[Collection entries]

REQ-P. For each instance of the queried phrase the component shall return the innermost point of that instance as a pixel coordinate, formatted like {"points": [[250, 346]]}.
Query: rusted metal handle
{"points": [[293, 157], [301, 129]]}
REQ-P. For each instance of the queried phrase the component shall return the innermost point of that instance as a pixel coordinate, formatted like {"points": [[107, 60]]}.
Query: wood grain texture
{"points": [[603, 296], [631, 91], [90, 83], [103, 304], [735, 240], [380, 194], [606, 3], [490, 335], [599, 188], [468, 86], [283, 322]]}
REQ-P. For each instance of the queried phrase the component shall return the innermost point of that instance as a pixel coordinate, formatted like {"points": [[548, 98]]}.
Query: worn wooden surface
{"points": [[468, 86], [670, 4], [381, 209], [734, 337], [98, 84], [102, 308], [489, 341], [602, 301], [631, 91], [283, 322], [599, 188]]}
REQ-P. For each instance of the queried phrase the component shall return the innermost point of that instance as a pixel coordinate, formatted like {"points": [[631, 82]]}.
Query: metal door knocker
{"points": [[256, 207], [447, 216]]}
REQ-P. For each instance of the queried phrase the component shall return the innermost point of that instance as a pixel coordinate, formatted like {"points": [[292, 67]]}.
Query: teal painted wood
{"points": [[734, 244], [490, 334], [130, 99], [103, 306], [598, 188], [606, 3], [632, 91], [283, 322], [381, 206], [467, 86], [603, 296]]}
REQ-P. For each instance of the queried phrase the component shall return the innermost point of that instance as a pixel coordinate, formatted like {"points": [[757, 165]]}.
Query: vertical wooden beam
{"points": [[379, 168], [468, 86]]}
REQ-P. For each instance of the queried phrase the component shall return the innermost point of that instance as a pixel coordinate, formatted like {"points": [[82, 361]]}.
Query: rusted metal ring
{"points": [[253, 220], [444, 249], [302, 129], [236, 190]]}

▸ **CHALLENGE**: Give the listing above again, word for word.

▸ **SOLUTION FOR THIS TASK**:
REQ-P. For each instance of the queried phrase the component shall return the innermost point of that instance as a pixel coordinate, formatted like {"points": [[250, 346]]}.
Query: rusted metal handle
{"points": [[293, 157], [301, 129]]}
REQ-P. For each instance of the queried phrase the component shall return the innermost point of that instance as a pixel coordinate, formatted like {"points": [[107, 60]]}.
Query: wood grain texture
{"points": [[603, 296], [631, 91], [90, 83], [103, 304], [735, 240], [380, 194], [606, 3], [490, 335], [599, 188], [468, 86], [283, 322]]}
REQ-P. For each instance of the queried phrase the component shall return the innermost point of that instance as a pixel coordinate, formatted like {"points": [[548, 98]]}.
Query: worn wooden surface
{"points": [[468, 86], [670, 4], [381, 209], [734, 337], [98, 84], [102, 308], [489, 341], [602, 301], [631, 91], [283, 322], [599, 188]]}
REQ-P. For each instance of the queried phrase the component shall return the innermost point of that instance as a pixel coordinate, formatted like {"points": [[631, 82]]}.
Query: metal door knocker
{"points": [[256, 207], [447, 216]]}
REQ-P. For each instance of the queried phrase the component shall return the innermost point of that instance as a pixel coordinate, formatted like {"points": [[292, 67]]}.
Query: teal painted wood
{"points": [[734, 244], [490, 334], [130, 99], [103, 306], [598, 188], [606, 3], [632, 91], [283, 322], [381, 206], [467, 86], [603, 296]]}
REQ-P. For each instance of the queried phrase the component shall return the innermost point of that instance as a pixel coordinate, formatted like {"points": [[757, 165]]}.
Query: vertical wooden beam
{"points": [[379, 168], [468, 86]]}
REQ-P. For each instance of the queried phrase the component shall return the innermost point of that instance as a pixel coordinate, formatted like {"points": [[82, 361]]}.
Query: rusted metal ring
{"points": [[253, 220], [444, 249], [302, 129], [236, 190]]}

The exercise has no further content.